Photo labels and boxes:
────────

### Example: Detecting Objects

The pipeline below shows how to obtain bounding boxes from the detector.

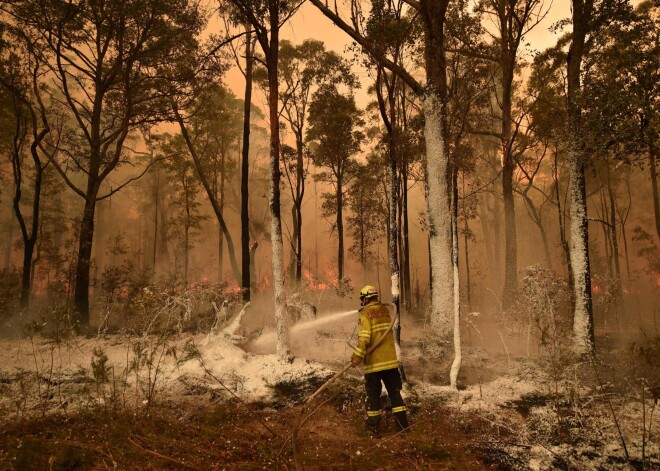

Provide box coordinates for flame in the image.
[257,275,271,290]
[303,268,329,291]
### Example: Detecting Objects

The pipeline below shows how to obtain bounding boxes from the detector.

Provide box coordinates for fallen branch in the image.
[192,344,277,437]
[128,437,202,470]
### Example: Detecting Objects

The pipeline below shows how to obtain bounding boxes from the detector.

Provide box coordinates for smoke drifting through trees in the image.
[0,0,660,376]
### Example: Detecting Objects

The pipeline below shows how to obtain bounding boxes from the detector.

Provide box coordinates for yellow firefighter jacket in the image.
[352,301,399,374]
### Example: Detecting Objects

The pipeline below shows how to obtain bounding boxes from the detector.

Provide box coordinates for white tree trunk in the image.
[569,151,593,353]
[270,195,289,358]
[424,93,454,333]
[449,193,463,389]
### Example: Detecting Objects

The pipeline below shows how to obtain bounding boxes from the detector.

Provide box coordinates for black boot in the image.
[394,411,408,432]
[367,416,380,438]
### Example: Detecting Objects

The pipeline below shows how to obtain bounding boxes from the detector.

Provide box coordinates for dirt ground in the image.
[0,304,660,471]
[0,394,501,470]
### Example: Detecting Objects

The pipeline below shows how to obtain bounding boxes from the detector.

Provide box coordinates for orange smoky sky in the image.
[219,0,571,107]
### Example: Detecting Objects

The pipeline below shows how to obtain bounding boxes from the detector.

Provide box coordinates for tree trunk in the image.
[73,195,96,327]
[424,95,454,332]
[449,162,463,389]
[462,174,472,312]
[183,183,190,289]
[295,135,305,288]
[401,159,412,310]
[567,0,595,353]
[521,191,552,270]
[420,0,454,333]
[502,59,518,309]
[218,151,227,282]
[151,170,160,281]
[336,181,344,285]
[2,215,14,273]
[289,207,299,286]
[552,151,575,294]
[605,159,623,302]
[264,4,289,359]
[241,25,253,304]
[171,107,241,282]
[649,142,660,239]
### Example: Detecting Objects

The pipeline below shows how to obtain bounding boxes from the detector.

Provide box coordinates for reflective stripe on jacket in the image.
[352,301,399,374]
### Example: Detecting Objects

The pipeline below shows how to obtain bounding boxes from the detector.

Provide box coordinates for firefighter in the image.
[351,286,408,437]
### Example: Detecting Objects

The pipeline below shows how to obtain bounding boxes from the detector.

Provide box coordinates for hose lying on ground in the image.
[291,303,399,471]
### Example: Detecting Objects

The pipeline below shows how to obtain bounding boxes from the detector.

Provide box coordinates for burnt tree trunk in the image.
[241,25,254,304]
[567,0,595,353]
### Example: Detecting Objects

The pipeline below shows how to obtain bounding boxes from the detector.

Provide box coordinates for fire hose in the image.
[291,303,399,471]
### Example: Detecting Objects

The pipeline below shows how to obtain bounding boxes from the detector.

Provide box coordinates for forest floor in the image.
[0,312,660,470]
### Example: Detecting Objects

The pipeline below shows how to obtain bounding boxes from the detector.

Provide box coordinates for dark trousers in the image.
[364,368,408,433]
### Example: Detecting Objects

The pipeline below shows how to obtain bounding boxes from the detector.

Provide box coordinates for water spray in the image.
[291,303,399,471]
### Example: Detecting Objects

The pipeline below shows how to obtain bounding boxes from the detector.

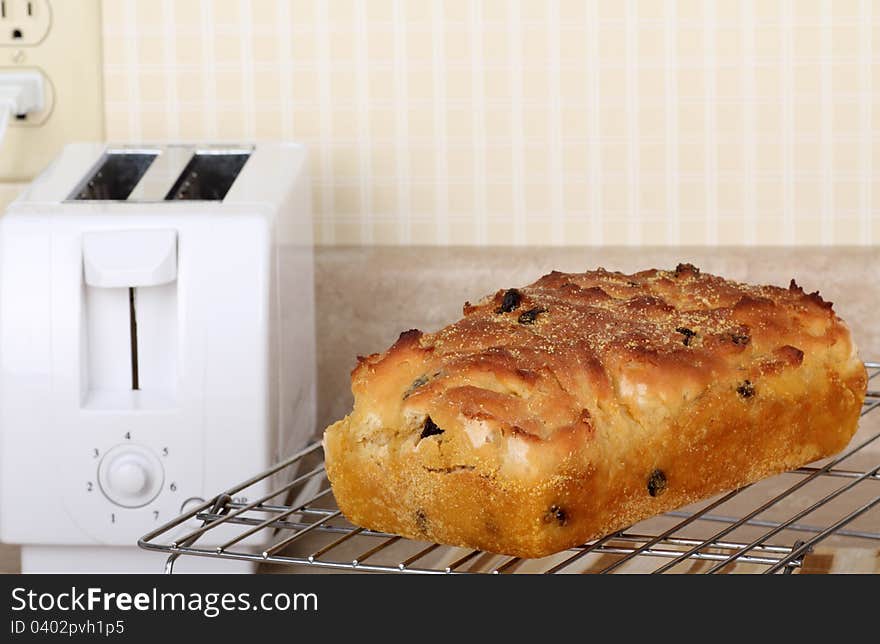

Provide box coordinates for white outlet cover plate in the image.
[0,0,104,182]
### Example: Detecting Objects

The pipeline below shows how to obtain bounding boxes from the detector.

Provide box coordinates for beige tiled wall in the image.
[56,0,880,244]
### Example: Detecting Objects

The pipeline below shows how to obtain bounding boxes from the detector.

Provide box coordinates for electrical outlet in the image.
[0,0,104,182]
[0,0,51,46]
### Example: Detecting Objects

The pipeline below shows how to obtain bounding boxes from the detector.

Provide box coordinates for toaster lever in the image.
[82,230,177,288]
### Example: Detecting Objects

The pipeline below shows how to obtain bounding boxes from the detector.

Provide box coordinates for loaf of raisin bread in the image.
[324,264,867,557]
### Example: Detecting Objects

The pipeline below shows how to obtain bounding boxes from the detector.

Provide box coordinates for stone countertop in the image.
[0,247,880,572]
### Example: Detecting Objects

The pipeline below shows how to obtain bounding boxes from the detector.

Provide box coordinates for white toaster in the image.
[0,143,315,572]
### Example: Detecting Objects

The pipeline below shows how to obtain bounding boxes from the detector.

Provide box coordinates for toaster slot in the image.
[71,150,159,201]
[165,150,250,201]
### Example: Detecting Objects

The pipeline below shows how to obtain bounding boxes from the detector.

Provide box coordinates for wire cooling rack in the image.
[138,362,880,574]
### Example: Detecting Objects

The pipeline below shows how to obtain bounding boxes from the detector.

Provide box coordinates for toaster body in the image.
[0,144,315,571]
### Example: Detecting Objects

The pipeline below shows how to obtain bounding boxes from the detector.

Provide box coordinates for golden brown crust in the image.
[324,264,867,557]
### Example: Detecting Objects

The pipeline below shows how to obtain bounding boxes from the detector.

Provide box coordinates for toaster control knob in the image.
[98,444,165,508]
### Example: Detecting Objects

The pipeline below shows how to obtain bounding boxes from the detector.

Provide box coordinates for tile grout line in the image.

────────

OBJECTIVE:
Copy out all of the lines above word for word, omitting the pictures.

IN RESPONSE:
### Example: Detecting Objects

The pipeline below shows how to obtain bounding boxes from the detector.


Provide box coordinates for flame in the image.
[257,275,271,290]
[303,268,329,291]
### Example: Detecting Objects

The pipeline below shows how to obtain bounding boxes from the detector.

Provide box coordinates for fallen branch in the image.
[192,344,277,437]
[128,437,202,470]
### Example: Detecting Objects

The pipeline below shows how to obtain bounding boxes from the detector.

Provide box coordinates for smoke drifting through trees in the image.
[0,0,660,376]
### Example: Detecting Objects

The pipeline below shows how to obtain bounding boxes from the detector.

Provide box coordinates for yellow firefighter jacket in the image.
[352,301,399,374]
### Example: Detecting Objects

The pipeline below shows how to obtain bounding boxes from the detector.

Provide box coordinates for white tree trunk in the image.
[569,151,593,353]
[270,195,289,358]
[424,93,454,333]
[449,193,463,389]
### Example: Detecting Objects

The pipeline below shows how to obtain bounding boxes from the detector.

Provide box coordinates for black boot in the image.
[394,411,408,432]
[367,416,380,438]
### Example: Detecting Objects

The pipeline below shows how to obtain bounding boxes from the detector.

Provide box coordinates for dirt ground in the image.
[0,304,660,471]
[0,394,501,470]
### Example: Detecting Objects

The pipeline below shows how to obtain bounding boxes from the detector.

Provide box coordinates for orange smoky sky in the image.
[219,0,571,107]
### Example: Detecting Objects

The pipeline below shows how to obtain bounding boxes from the detector.

Provide box coordinates for tree trunk in the image.
[73,195,96,327]
[424,95,454,332]
[449,162,463,389]
[462,174,472,312]
[183,183,190,289]
[295,135,305,288]
[401,159,412,310]
[567,0,595,353]
[521,191,552,270]
[420,0,454,333]
[502,59,518,309]
[218,151,227,282]
[151,170,160,281]
[336,181,344,285]
[2,215,14,273]
[289,207,299,286]
[552,151,575,294]
[605,159,623,302]
[264,4,289,359]
[241,25,253,304]
[171,107,241,282]
[649,142,660,239]
### Example: Detecting Objects

The pipeline below shows how to obtain bounding boxes from the detector.

Provide box coordinates for reflective stripe on jacket in the image.
[352,301,399,374]
### Example: Detecting Objects

The pipeline below shows how to obtain bounding boxes from the detector.

Provide box coordinates for firefighter in the image.
[351,286,408,437]
### Example: Detecting Objects

The pipeline below shows how to obtain bounding boxes from the detector.

Provide box coordinates for hose lying on ground in the image.
[291,303,399,471]
### Example: Detecting Objects

The pipeline below shows how to obtain bounding boxes from the detector.

Provide box coordinates for burnt tree trunk in the image.
[241,25,254,304]
[567,0,595,353]
### Example: Detecting Objects

The pipeline below shows how to obtain bounding boxes from the detector.

Provide box coordinates for fire hose in the image.
[291,303,399,471]
### Example: Detecting Objects

The pipeline below shows how to obtain bounding boxes from the detector.

Provide box coordinates for forest floor in the image.
[0,312,660,470]
### Example: Detecting Objects

The pipeline below shows how to obtain bounding boxes from the detector.

Provide box coordinates for dark trousers in the image.
[364,368,408,433]
### Example: Detecting Objects

The pipeline below shows how to obtain bounding boxes from the detector.

Provide box coordinates for water spray in the image.
[291,303,399,471]
### Example: Detecting Objects

The pipeline below shows how to obtain bounding boxes from the detector.


Provide box coordinates for white outlet cover plate in the image.
[0,0,104,182]
### Example: Detecting Objects

The pipeline below shows how to obtain bounding boxes from the detector.

Provide box coordinates for beige tiled wall in the image.
[56,0,880,244]
### Example: Detecting Objects

The pipeline below shows how to obtain bounding boxes from the detector.

Provide box coordinates for electrical outlet in the image.
[0,0,104,182]
[0,0,51,46]
### Example: Detecting Objects

The pipeline below shows how to obtain bounding boxes from the detector.

Provide box coordinates for toaster lever in the image.
[82,230,177,288]
### Example: Detecting Objects

The pipeline below shows how to obtain bounding boxes from the detector.

Provide box coordinates for loaf of raisin bread in the image.
[324,264,867,557]
### Example: Detecting Objects

The pipeline below shows how to obtain bounding boxes from the detector.

Provide box coordinates for stone countertop in the image.
[0,247,880,572]
### Example: Detecting Objects

The pipeline below shows how to obtain bounding boxes from the detector.

Provide box coordinates for white toaster in the image.
[0,143,315,572]
### Example: Detecting Objects

The pipeline below shows how to obtain bounding boxes from the detector.

Provide box coordinates for toaster slot in the image.
[71,150,159,201]
[165,150,250,201]
### Example: Detecting Objects

The pipeline below shows how to obtain bounding boxes from the detector.

Provide box coordinates for wire cooling rack in the image.
[138,362,880,574]
### Example: Detecting Objects

The pipeline below shows how to obtain bounding boxes from the detector.

Provide box coordinates for toaster body in the image.
[0,144,315,571]
### Example: Detecting Objects

The pipeline below shows how to obtain bounding boxes from the detector.

Provide box coordinates for golden brown crust in the image.
[324,264,867,557]
### Example: Detecting Objects

The pipeline below shows how to obtain bounding boxes from the detector.

Provide box coordinates for toaster control knob in the image.
[98,444,165,508]
### Example: Detecting Objects

The pipeline below shows how to obtain bounding boxes from the detector.

Provide box coordinates for tile grout line in the image.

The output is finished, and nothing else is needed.